▸ **WORK TO DO**: Return the items below unchanged, from the line containing "Where can the toyota" through the end of the items, both ends included.

▸ **EXTRACTED MATERIAL**:
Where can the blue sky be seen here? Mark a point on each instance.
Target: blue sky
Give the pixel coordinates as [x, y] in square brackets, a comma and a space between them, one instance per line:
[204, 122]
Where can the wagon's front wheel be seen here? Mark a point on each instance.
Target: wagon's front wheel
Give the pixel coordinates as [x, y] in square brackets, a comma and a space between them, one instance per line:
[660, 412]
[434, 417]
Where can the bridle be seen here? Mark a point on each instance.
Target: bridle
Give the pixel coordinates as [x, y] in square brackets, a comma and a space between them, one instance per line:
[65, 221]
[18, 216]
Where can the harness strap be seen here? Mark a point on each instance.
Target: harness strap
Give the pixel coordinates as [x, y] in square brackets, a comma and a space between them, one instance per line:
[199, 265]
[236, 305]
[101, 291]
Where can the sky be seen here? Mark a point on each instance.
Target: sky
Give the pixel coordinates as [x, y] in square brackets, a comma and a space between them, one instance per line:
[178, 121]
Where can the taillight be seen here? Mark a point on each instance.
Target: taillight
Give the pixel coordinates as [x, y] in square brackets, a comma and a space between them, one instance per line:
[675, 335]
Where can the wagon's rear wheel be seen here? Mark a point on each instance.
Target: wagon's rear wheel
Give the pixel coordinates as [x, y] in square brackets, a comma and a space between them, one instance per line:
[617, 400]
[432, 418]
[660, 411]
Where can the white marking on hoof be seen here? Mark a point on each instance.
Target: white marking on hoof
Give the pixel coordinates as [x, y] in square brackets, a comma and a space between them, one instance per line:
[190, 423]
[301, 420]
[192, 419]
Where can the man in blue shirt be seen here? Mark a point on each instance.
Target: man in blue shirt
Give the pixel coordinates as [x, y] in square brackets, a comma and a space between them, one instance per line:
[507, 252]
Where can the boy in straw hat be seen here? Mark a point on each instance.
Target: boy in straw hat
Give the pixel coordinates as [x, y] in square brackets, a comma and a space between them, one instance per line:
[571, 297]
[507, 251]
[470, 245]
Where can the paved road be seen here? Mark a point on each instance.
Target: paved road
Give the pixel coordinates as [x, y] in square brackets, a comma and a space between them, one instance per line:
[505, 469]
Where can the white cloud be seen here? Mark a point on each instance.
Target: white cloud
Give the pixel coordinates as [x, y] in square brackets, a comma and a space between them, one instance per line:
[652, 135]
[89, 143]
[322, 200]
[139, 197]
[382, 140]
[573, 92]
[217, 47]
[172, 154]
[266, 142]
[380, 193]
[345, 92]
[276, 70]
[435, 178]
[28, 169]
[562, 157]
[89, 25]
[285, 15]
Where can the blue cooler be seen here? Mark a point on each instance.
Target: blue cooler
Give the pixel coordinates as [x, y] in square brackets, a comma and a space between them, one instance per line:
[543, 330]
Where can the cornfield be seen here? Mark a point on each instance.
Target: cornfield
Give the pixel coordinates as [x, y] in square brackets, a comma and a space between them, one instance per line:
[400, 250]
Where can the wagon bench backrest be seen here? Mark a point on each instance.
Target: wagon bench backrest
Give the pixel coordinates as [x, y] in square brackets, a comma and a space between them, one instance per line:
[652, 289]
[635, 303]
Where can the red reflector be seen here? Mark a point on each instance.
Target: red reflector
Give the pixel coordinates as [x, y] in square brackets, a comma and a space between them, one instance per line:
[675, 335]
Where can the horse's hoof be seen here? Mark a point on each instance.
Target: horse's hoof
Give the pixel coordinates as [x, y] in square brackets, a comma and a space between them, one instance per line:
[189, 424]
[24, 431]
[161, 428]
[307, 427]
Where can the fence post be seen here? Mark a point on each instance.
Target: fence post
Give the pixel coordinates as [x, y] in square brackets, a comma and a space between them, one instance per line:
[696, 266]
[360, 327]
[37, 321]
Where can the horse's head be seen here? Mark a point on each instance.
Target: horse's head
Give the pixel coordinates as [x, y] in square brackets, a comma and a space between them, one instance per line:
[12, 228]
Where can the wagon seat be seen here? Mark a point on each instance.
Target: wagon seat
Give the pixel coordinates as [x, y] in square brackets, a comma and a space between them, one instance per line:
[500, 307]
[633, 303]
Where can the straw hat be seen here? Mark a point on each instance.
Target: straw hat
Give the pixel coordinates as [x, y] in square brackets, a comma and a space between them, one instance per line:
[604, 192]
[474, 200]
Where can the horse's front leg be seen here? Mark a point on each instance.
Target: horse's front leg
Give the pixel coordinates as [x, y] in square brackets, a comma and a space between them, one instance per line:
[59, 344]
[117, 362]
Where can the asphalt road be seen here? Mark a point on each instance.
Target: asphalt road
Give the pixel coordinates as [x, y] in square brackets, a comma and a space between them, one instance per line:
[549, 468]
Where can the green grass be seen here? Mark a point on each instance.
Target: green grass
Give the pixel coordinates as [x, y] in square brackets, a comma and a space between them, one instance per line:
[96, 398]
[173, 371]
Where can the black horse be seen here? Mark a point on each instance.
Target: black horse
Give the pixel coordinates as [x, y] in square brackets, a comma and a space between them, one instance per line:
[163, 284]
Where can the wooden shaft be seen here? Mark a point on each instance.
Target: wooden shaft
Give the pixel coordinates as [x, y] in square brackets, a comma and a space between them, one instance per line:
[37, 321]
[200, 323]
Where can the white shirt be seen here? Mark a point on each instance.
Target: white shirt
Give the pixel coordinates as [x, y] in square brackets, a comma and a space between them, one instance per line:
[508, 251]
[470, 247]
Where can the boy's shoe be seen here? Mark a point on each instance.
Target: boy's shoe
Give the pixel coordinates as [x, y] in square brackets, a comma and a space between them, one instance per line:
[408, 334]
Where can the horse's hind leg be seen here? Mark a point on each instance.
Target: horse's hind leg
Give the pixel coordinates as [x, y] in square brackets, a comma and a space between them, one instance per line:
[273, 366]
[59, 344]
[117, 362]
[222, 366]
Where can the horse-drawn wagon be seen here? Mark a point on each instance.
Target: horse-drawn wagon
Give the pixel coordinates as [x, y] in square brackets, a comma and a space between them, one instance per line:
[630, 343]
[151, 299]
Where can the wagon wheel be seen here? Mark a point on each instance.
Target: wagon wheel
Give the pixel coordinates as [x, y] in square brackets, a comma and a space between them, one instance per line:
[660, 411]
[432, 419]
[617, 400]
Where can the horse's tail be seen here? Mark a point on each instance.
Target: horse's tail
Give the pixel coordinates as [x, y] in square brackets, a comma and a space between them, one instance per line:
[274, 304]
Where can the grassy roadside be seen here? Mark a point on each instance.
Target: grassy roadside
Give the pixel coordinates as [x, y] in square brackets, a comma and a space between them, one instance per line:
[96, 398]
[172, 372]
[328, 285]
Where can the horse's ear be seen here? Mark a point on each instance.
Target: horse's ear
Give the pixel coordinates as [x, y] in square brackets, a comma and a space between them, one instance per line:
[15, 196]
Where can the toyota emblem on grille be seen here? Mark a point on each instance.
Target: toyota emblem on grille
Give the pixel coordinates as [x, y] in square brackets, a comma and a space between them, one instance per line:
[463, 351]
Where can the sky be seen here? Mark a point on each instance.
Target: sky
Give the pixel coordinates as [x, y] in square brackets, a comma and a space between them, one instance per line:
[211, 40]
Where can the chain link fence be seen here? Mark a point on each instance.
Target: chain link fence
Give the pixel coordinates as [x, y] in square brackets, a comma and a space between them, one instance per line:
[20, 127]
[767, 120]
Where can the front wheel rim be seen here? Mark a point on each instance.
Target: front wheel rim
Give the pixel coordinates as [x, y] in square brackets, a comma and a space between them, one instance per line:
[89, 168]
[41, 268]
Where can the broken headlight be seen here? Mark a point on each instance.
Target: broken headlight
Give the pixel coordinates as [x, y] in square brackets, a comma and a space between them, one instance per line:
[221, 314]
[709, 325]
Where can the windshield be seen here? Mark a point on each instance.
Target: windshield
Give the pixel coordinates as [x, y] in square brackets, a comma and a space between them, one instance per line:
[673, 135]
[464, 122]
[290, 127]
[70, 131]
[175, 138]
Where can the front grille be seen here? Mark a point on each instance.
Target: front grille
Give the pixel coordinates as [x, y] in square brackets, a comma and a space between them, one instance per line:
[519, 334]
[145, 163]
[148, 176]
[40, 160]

▸ **PROBLEM SOLUTION**:
Where can the toyota emblem on grille be seen here? Mark a point on each instance.
Target: toyota emblem on grille
Give the pixel coordinates as [x, y] in square brackets, a comma and a space between them, one instance per line:
[463, 351]
Where can the sky be seen here? Mark a point on each instance.
Target: sky
Give the pixel coordinates as [x, y] in square brackets, a comma and a space between them, one instance per line:
[211, 40]
Where can the chain link fence be seen here? Mark a point on each instance.
Target: chain link fence
Give the pixel coordinates as [x, y] in square brackets, a comma and a space between them, one instance per line:
[20, 127]
[767, 120]
Where can the front wheel rim be seen here? Mark a point on each instance.
Target: front wheel rim
Give the pixel coordinates as [x, y] in square brackets, a comma and a space between them, one instance per line:
[89, 168]
[41, 268]
Where can the broken headlight be seen here? Mark a point on each instance.
Target: broken headlight
Give the pixel coordinates as [x, y] in square brackets, a comma and a space between them, one instance per line:
[221, 314]
[709, 325]
Where can the windshield be seen here? Mark a point on each instance.
Target: windshield
Give the pixel coordinates as [x, y] in square brackets, a comma and a space between them, one instance per line:
[673, 135]
[464, 122]
[290, 127]
[70, 131]
[175, 138]
Where can the front grille be seen here? Mark a point on each instance.
Target: front grille
Give the pixel coordinates as [x, y] in square brackets, a comma and a space between them, one instance per line:
[519, 334]
[145, 163]
[148, 176]
[40, 160]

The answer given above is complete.